== Segment start ==

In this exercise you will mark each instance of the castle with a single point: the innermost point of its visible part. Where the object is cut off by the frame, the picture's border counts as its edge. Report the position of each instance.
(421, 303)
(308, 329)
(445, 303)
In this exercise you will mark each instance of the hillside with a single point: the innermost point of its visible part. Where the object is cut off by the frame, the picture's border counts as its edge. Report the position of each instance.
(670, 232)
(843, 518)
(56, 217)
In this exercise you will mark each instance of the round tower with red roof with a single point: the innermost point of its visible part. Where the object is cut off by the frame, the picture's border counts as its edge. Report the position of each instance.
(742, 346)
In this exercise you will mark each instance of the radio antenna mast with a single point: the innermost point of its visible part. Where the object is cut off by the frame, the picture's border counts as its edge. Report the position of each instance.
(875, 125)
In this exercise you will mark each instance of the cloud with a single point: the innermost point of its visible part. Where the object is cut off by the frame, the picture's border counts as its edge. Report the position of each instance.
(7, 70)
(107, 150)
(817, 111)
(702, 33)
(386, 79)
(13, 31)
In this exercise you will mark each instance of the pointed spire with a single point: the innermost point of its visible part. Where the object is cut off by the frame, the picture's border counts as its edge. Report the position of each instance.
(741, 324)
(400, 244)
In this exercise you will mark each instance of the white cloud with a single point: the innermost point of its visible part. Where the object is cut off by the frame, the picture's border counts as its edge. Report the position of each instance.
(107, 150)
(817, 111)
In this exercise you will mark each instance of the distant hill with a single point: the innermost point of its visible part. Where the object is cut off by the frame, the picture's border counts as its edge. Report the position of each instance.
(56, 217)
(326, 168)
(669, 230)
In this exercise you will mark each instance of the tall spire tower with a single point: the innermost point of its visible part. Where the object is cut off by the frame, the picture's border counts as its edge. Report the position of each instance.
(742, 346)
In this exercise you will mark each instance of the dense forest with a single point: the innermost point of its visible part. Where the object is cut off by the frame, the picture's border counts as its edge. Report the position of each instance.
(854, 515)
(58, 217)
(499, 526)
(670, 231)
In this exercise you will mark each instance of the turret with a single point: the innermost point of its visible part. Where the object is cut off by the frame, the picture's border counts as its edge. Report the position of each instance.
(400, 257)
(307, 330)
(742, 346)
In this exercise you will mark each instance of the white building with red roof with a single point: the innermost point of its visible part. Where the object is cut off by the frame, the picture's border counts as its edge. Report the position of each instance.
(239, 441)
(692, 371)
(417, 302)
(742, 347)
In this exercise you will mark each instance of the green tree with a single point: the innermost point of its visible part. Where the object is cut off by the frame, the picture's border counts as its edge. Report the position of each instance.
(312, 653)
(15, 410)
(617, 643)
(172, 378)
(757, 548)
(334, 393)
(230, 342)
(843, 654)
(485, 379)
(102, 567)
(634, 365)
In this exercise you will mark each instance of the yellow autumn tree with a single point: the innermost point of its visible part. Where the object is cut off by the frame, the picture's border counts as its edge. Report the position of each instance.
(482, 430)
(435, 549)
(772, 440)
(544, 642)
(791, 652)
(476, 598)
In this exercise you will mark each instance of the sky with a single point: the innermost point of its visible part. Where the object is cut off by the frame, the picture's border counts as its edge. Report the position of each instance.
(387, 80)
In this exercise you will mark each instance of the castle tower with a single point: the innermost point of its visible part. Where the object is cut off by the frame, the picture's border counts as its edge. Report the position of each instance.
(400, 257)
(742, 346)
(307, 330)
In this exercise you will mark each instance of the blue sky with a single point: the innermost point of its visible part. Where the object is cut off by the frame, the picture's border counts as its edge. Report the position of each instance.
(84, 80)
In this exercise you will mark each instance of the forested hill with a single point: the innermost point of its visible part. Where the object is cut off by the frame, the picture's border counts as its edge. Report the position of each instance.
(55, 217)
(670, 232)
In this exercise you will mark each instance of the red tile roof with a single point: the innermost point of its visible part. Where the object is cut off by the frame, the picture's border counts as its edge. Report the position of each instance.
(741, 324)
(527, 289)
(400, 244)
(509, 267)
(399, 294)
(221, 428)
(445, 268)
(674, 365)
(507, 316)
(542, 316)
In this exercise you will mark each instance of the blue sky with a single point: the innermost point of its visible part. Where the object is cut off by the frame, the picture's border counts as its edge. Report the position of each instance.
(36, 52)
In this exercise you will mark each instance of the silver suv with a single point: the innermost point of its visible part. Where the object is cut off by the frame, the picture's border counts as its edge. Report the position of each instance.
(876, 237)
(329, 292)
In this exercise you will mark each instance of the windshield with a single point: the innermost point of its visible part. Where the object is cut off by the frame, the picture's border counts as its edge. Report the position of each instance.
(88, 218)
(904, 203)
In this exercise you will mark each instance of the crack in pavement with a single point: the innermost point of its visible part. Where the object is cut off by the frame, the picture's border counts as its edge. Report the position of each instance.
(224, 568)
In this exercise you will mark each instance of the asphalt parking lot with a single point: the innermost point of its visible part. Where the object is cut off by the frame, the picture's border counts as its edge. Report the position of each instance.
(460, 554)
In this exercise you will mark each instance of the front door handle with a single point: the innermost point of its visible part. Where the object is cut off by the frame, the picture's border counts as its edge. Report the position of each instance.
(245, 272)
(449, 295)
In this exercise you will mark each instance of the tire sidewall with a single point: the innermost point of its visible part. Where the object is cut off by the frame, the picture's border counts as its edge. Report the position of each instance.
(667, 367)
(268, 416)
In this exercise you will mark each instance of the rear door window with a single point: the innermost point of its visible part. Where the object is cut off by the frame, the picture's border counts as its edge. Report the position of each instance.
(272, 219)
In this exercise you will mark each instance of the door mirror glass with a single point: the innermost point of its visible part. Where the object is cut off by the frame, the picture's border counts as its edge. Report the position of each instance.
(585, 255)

== Segment end ==

#### [WHAT IS BEING ASKED]
Could you copy out all of the records above exactly?

#### [SOLUTION FOR THIS TASK]
In this exercise you will mark each instance of the castle with a single point: the innermost point of its visible part. Where the object is cut off by the frame, the picture's border counts as its edge. Report the position of each instance.
(421, 303)
(308, 329)
(445, 303)
In this exercise you will mark each instance of the hillside with a single point: the innermost point of its visible part. Where the object is cut off by the frame, the picture's border counts as its edge. Report the position of each instance.
(670, 232)
(843, 518)
(56, 217)
In this exercise you will mark each instance of the round tower with red roof with a single point: the innermost point of its visible part. Where the object is cut off by the frame, the picture's border counts as its edge. Report the position of each instance.
(742, 346)
In this exercise you will mark each instance of the radio antenna mast with a single point: the innermost point of its visible part. Where the object is cut off by the frame, the picture's border counts as its edge. Report the position of each instance.
(875, 125)
In this exercise you will mark each instance of the cloud with a single point: the innermost point of its visible part. Where the object is cut off by the frame, the picture's border counts as its edge. Report the position of each instance.
(7, 70)
(107, 150)
(817, 111)
(702, 33)
(386, 79)
(13, 31)
In this exercise you will mark each instance of the pointed spire with a single point: the innermost point of its visible part. Where the object is cut off by the frame, the picture's border counts as its edge. Report the position of each instance.
(741, 324)
(400, 244)
In this exercise you will mark each instance of the white cloud with a single point: the innermost point of its visible part. Where the object is cut off by the frame, the picture's border counts as its edge. Report the position of each instance.
(107, 150)
(817, 111)
In this exercise you will mark each instance of the distant hill with a single point: the innermost point of its visible part. Where the object is cut off by the frame, the picture's border counts as its edge. Report the position of each instance.
(56, 217)
(326, 168)
(669, 230)
In this exercise you will mark each instance of the tall spire tower with a single point: the innermost point of its visible part. Where the object is cut off by the frame, the picture's border counts as its edge. Report the position of each instance.
(742, 346)
In this exercise you will mark each instance of the dense forest with a single point: the innermost point of its visible part. Where the object is cut off by the frame, the picture's border counts as its edge. Report the position of each instance.
(854, 515)
(58, 217)
(499, 526)
(670, 231)
In this exercise you will mark each instance of the turret with a single point: the innermost point of its visible part. Where the object is cut off by the frame, the picture's border counts as its edge. Report the position of each instance.
(400, 257)
(307, 330)
(742, 346)
In this exercise you will mark each instance of the white building with red roof with a single point: the innermost point of its visible part. Where the object is cut off by the frame, the picture's border counts as its edge. Report the position of each instance.
(239, 441)
(692, 371)
(417, 302)
(742, 347)
In this exercise you will mark each instance of the green tree with a single point: the innermost point of its visible part. Where the object is cut off by the frame, the picture's border counts as its edge. Report the position of each instance.
(312, 653)
(15, 410)
(617, 643)
(172, 378)
(757, 548)
(334, 393)
(230, 342)
(843, 654)
(485, 379)
(102, 567)
(634, 365)
In this exercise you will mark each instance of the yellow autumn tree with a single point: the innermost point of its visible part. Where the object is cut off by the frame, the picture's border counts as its edge. Report the position of each instance.
(482, 430)
(435, 549)
(772, 440)
(544, 642)
(791, 652)
(476, 598)
In this exercise you will mark each instance of the sky with a single point: the innermost point of its visible part. Where the object is cut off by the frame, the picture's border counts as its edge. Report the position of each instance.
(387, 80)
In this exercise you will mark each instance of the castle tower with a single point: the innermost point of its visible part. Where the object is cut off by the frame, the picture's border counts as its edge. Report the position of each instance.
(400, 257)
(742, 346)
(307, 330)
In this exercise you will mark each instance of the blue sky with a single point: the innermost point of its visible part. Where the object is cut off by the frame, the picture's border counts as its edge. Report the position of each instance.
(84, 80)
In this exercise you will mark each instance of the forested hill with a single point: the innermost point of its visible part. Where the object is cut off by the frame, the picture's border counts as its edge. Report the position of each instance.
(55, 217)
(670, 232)
In this exercise you will mark each instance of the red tile roof with a single point: the innermost point of its visible part. Where the object is cut off by the frame, the picture's border counts as its edge. Report the position of each instance.
(741, 324)
(527, 289)
(400, 244)
(509, 267)
(399, 294)
(221, 428)
(445, 268)
(674, 365)
(507, 316)
(542, 316)
In this exercise you will mark each instance of the blue sky with a single point: the innermost point of its visible part. Where the object is cut off by the frame, the picture's border counts as its edge. Report the position of each instance.
(36, 52)
In this exercise you will mark each instance of the silver suv with a single point: the innermost point of its visible part. Where the object is cut off by the frame, the picture's border counts as its edge. Report the position of each instance.
(876, 237)
(329, 292)
In this exercise you will mark each instance of the windshield with a single point: the innermost point of its visible part. Where the object is cut off by the frame, the picture's border counts as its edge. Report the position of each instance.
(88, 218)
(904, 203)
In this exercise you will mark each instance of the crack in pavement with a single point: the innermost point of its visible part. Where the object is cut off by the frame, the picture's border counts as its edge. Report the position of each instance.
(224, 568)
In this exercise you will mark each instance of the asphalt parking lot with a single point: the innermost point of its visible part. Where the object is cut off by the frame, the picture's border counts as its edge. Report the position of each instance.
(460, 554)
In this exercise you will mark each instance of the front door handle with a single point: the innermost point of its visible part. Where the object is cut off by the frame, the picture's border counts as its edge. Report the position of each instance.
(245, 272)
(449, 295)
In this exercise you will mark each instance of the tire sidewall with a single point: the innermost point of its visible part. Where the object is cut off by the frame, the picture's border counts as its edge. Report the position of each instance.
(667, 367)
(268, 416)
In this exercise you will mark each instance of the rear door window with a single point: the innermost point of its visible part. Where the object is cut off by the frame, the picture's border counts as its edge. Report the position of each instance.
(272, 219)
In this exercise you will mark each instance of the door mirror glass with a single point: the innermost point of its visible part. Where the object is cut off by the frame, the picture's border counts as its edge. Report the position of each instance.
(585, 255)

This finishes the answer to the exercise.